▶ [AIM OF THE EXERCISE]:
The full set of entries below is to be returned unchanged.

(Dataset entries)
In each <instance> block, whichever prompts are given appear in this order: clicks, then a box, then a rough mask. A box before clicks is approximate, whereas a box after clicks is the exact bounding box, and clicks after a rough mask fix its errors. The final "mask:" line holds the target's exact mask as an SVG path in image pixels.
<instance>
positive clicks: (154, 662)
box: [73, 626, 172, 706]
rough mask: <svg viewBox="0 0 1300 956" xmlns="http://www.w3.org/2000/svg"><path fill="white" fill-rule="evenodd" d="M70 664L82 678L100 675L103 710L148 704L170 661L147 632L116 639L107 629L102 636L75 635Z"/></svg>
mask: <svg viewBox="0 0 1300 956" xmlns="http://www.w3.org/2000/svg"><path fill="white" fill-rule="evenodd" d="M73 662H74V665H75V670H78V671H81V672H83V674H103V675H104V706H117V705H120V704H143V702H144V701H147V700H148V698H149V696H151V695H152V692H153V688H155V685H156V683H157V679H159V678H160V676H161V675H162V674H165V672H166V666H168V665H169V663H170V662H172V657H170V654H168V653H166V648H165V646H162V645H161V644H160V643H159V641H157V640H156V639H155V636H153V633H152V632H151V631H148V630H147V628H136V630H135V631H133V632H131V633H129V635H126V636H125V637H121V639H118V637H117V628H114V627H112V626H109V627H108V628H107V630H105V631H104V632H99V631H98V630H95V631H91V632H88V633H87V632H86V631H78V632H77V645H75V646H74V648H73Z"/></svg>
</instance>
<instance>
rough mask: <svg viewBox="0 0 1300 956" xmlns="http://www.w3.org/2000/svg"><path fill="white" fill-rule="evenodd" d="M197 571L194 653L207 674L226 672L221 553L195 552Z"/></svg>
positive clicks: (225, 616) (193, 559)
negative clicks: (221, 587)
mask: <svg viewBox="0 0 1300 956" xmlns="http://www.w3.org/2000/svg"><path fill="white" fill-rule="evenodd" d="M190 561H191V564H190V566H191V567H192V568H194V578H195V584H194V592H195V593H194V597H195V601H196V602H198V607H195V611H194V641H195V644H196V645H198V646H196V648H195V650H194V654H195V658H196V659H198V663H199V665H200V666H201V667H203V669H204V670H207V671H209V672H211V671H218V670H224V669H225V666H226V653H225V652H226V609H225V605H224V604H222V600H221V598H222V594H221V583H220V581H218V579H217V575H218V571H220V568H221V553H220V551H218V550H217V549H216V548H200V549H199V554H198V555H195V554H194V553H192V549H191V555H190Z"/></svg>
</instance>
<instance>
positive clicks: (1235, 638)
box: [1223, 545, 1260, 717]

▶ [RESULT OF THE EXERCISE]:
In each <instance> block, whichever prompts are given appear in this order: clicks, then a box, then a rough mask. A box before clicks is approximate, whereas a box after clicks is the exact bounding box, and clicks after a rough mask fix its errors. The final "mask:" line holds the target's exact mask as an SVG path in image pixels.
<instance>
positive clicks: (154, 662)
box: [73, 626, 172, 706]
rough mask: <svg viewBox="0 0 1300 956" xmlns="http://www.w3.org/2000/svg"><path fill="white" fill-rule="evenodd" d="M70 664L82 678L100 675L103 710L148 704L170 661L147 632L116 639L107 629L102 636L75 635Z"/></svg>
mask: <svg viewBox="0 0 1300 956" xmlns="http://www.w3.org/2000/svg"><path fill="white" fill-rule="evenodd" d="M73 662H74V665H75V670H78V671H81V672H83V674H103V675H104V706H117V705H120V704H143V702H144V701H147V700H148V698H149V696H151V695H152V692H153V688H155V685H156V683H157V679H159V678H160V676H161V675H162V674H165V672H166V666H168V665H169V663H170V662H172V657H170V654H168V653H166V648H165V646H162V645H161V644H160V643H159V641H157V640H156V639H155V636H153V633H152V632H151V631H148V630H147V628H136V630H135V631H133V632H131V633H129V635H126V636H125V637H121V639H118V637H117V628H114V627H112V626H109V627H108V628H107V630H105V631H104V632H99V631H98V630H95V631H91V632H88V633H87V632H86V631H78V632H77V645H75V646H74V648H73Z"/></svg>
</instance>
<instance>
rough mask: <svg viewBox="0 0 1300 956" xmlns="http://www.w3.org/2000/svg"><path fill="white" fill-rule="evenodd" d="M197 571L194 653L207 674L226 672L221 553L195 552Z"/></svg>
positive clicks: (225, 616) (193, 559)
negative clicks: (221, 587)
mask: <svg viewBox="0 0 1300 956" xmlns="http://www.w3.org/2000/svg"><path fill="white" fill-rule="evenodd" d="M190 561H191V564H190V566H191V567H192V568H194V578H195V584H194V592H195V593H194V597H195V601H196V602H198V607H195V611H194V641H195V644H196V645H198V646H196V648H195V650H194V654H195V658H196V659H198V663H199V665H200V666H201V667H203V669H204V670H207V671H209V672H211V671H218V670H224V669H225V666H226V653H225V652H226V609H225V605H224V604H222V600H221V598H222V594H221V583H220V581H218V579H217V575H218V571H220V568H221V553H220V551H218V550H217V549H216V548H200V549H199V554H198V555H195V554H194V553H192V549H191V555H190Z"/></svg>
</instance>
<instance>
positive clicks: (1235, 638)
box: [1223, 545, 1260, 717]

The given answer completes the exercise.